We make a datacap request in connection with being able to store the useful, public and open datasets. Accessible for everyone. The current market for paying clients and corporate data (FIL-E) is still developing. By storing useful public data on the network, we can currently show opportunities and usability to potential paying customers. (FIL-E)

The reason for using the Filecoin+ network is that these datasets lend themselves perfectly to Filecoin's mission. Namely, to "store humanity's most important information." We strongly believe that useful information advances the entire Filecoin ecosystem, so we encourage everyone to ensure that the data for which a request is made is actually useful to everyone.

If it is purely a business request for encrypted data this should be FIL-e. Scraped data from websites without consent, CAR files created by other data preparers without their consent, unimportant data such as cooking courses, security footage or completely random images do not fulfill the mission of the Filecoin+ program and should not be accepted.

The exact size of each dataset is clear in advance and based on this specific size we can determine how much datacap is needed for the numbers of duplications required. The exact volumes are visible on the AWS buckets, Azure or Google cloud database where they are currently stored.
- - - - - - -
Repeat the stretch of the datacap request passage from "The exact size" through "are currently stored.", swapping "duplications" for "copies".
- - - - - - -
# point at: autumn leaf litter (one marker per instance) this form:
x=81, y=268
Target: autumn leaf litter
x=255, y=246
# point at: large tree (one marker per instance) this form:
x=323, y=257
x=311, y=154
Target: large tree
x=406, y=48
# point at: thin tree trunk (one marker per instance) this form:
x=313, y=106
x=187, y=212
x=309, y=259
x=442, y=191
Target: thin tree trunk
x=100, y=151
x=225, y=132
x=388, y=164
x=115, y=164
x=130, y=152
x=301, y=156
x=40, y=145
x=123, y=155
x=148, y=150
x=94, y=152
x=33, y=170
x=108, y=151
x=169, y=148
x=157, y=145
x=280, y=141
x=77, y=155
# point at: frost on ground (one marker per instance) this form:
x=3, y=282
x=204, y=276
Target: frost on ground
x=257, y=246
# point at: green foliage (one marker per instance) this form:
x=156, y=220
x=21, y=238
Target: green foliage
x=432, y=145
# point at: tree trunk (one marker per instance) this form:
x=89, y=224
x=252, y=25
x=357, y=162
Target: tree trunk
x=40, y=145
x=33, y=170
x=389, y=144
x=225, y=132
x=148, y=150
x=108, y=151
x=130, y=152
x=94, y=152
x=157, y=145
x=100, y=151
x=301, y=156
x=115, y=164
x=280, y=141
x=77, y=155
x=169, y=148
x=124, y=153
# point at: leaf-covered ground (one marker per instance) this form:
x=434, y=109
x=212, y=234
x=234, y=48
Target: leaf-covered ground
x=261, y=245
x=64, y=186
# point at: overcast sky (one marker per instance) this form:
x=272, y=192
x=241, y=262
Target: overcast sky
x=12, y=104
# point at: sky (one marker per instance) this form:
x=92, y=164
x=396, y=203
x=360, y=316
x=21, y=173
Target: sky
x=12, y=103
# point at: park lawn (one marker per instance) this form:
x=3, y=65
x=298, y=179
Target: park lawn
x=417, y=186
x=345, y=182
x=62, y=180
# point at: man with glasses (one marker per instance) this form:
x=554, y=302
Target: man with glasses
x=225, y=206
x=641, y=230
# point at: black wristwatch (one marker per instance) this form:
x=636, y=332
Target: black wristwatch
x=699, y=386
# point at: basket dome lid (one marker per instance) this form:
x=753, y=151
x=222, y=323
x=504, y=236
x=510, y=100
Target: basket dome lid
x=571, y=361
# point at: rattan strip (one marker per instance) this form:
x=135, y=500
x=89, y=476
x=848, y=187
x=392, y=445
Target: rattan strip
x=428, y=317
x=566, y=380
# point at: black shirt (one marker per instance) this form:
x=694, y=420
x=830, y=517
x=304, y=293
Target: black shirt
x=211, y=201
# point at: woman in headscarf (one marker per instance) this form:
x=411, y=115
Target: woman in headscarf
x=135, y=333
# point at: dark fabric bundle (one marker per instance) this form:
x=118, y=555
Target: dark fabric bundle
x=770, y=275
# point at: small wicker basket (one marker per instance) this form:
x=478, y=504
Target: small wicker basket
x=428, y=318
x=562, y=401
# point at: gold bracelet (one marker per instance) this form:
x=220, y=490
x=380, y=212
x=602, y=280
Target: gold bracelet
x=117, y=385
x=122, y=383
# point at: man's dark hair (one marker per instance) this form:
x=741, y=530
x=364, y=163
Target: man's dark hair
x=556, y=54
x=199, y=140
- - - - - - -
● Written solution
The exact size of each dataset is clear in advance and based on this specific size we can determine how much datacap is needed for the numbers of copies required. The exact volumes are visible on the AWS buckets, Azure or Google cloud database where they are currently stored.